_WHAT YOU NEED TO DO_: Report each line of the items below that contains the string "straight", treating uppercase and lowercase letters as distinct.

Start

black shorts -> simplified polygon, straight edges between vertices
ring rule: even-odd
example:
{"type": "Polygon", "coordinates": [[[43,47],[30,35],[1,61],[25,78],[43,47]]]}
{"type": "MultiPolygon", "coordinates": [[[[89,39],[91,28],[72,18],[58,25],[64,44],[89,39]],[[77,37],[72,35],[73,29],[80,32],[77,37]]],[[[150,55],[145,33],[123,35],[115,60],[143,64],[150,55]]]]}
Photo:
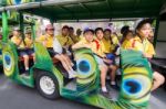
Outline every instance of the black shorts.
{"type": "Polygon", "coordinates": [[[34,53],[33,48],[20,48],[20,50],[18,50],[19,56],[32,55],[33,53],[34,53]]]}

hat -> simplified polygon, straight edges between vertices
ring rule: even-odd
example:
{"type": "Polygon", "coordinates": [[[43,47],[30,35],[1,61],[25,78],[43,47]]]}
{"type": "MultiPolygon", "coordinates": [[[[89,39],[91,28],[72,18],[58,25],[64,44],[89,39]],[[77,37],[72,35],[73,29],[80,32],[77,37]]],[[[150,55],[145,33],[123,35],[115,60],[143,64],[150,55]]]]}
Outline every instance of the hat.
{"type": "Polygon", "coordinates": [[[45,28],[45,30],[51,30],[51,29],[54,29],[52,24],[48,24],[45,28]]]}
{"type": "Polygon", "coordinates": [[[83,34],[86,33],[86,32],[92,32],[94,34],[94,30],[91,29],[91,28],[85,28],[83,34]]]}

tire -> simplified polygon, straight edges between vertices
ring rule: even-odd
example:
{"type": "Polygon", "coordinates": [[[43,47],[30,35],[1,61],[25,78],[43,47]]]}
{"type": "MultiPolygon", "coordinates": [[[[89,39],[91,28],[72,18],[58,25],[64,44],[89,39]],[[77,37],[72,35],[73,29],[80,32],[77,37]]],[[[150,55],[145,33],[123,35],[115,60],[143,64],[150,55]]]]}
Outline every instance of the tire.
{"type": "Polygon", "coordinates": [[[50,73],[39,72],[35,77],[35,86],[39,94],[44,98],[51,100],[60,98],[59,83],[50,73]]]}

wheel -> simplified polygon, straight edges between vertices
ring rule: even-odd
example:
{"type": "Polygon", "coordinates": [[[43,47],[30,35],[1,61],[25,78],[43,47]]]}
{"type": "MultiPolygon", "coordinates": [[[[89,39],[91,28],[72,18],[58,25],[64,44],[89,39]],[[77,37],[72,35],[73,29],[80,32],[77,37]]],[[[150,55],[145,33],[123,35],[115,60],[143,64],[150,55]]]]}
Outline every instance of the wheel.
{"type": "Polygon", "coordinates": [[[40,72],[35,77],[35,86],[41,96],[48,99],[60,97],[59,83],[56,78],[48,72],[40,72]]]}

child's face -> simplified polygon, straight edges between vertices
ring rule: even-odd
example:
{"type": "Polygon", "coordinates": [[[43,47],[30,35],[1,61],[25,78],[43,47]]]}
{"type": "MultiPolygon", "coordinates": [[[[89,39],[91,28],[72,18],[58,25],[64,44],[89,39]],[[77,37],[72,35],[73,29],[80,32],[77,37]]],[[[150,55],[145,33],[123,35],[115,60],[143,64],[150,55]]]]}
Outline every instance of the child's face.
{"type": "Polygon", "coordinates": [[[107,39],[110,39],[111,32],[110,32],[110,31],[105,31],[105,32],[104,32],[104,36],[107,37],[107,39]]]}
{"type": "Polygon", "coordinates": [[[62,29],[62,35],[68,36],[69,35],[69,29],[62,29]]]}
{"type": "Polygon", "coordinates": [[[46,30],[46,33],[48,33],[49,35],[53,35],[53,34],[54,34],[54,29],[48,29],[48,30],[46,30]]]}
{"type": "Polygon", "coordinates": [[[126,35],[126,40],[131,40],[133,37],[133,33],[129,32],[127,35],[126,35]]]}
{"type": "Polygon", "coordinates": [[[142,37],[147,39],[151,35],[151,31],[152,31],[152,26],[149,23],[144,24],[139,30],[138,30],[138,34],[142,37]]]}
{"type": "Polygon", "coordinates": [[[96,37],[97,37],[98,40],[102,40],[103,36],[104,36],[103,31],[98,30],[98,31],[96,32],[96,37]]]}
{"type": "Polygon", "coordinates": [[[84,33],[84,36],[85,36],[85,40],[87,41],[87,42],[92,42],[93,41],[93,33],[92,32],[86,32],[86,33],[84,33]]]}
{"type": "Polygon", "coordinates": [[[20,33],[19,31],[13,31],[13,35],[14,35],[14,36],[20,36],[21,33],[20,33]]]}

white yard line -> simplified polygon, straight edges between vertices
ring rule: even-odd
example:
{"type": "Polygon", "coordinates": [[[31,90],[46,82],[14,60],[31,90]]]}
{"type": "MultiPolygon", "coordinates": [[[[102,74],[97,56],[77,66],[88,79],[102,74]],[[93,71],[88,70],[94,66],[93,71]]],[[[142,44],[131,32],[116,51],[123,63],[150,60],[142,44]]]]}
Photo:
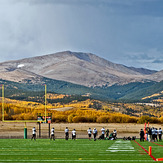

End

_WRITTEN SOLUTION_:
black shorts -> simplified polygon, straight edges between vertices
hat -> simplified polygon, straight edges between vertices
tire -> simplified polygon, straight edges between vertices
wheel -> simplified polygon, straight edges between vertices
child's face -> simplified polygon, straight edges between vertices
white yard line -> simplified polygon, straight edges between vertices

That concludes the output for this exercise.